SOURCE EXTRACT =

Sandeep Saxena wants us to grow our food in forests

By Anandi Sharan
Sandeep Saxena graduated from the Indian Institute of Technology and the India Institute of Management and from a postgraduate in the USA before going to work for Templeton Franklin. During his time there he was asked to investigate the viability of investing in zero budget farming, a trend in organic farming in Andhra Pradesh at the time.
He soon found that, let alone cows and other inputs, there was no information for determining the economic feasibility of organic farming in the chosen regions. After resigning from his job he spent a decade figuring out what made sense … and he realised that in agriculture and forestry there is an either or situation.
At the moment almost all food products are produced under the Borlaug method using the techniques developed in ‘the Green Revolution’ of the 1960s. The products of the Borlag Method have a global market, but the method is now on its way out because, instead of being a sink for emissions, the method produces great quantities of greenhouse gases. These emissions are associated with industrial farming and amount to one sixth of the greenhouse gases in the world.
His realisation was a process of coming to understand how to leave the land untilled to create forests; and he created such examples of forestry on previously tilled land.

DATA PROVIDED =
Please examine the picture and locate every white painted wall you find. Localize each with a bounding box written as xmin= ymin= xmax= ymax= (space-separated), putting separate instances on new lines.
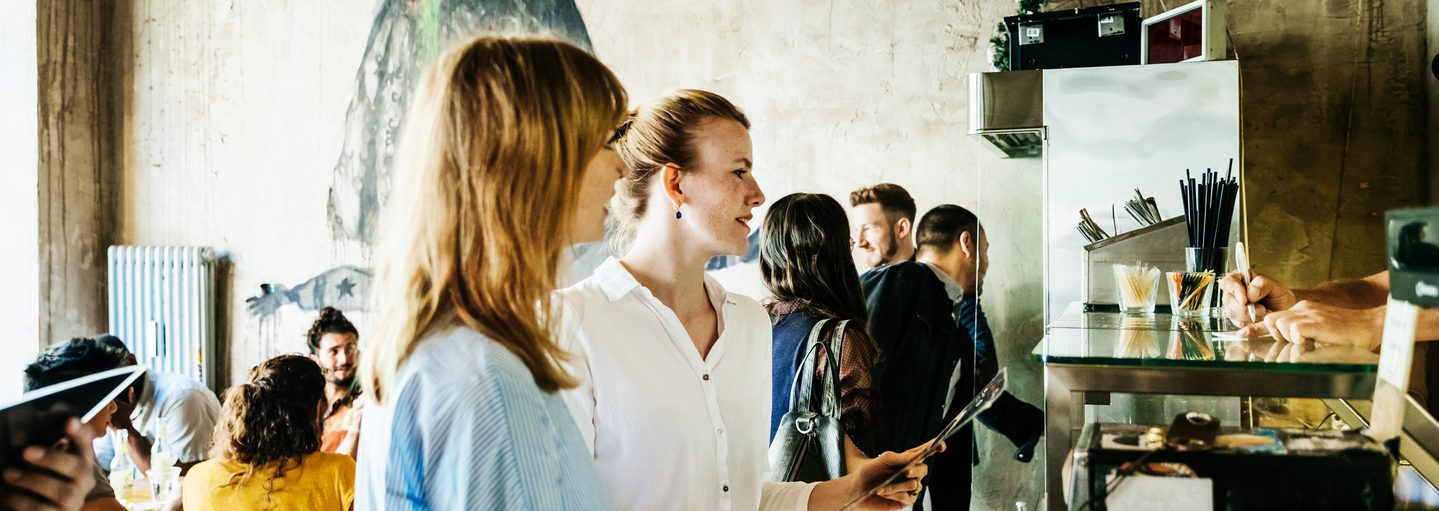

WORK INSTRUCTIONS =
In the profile of Sandeep Saxena, what share of the world's greenhouse gases do the emissions associated with industrial farming amount to?

WORKED ANSWER =
One sixth.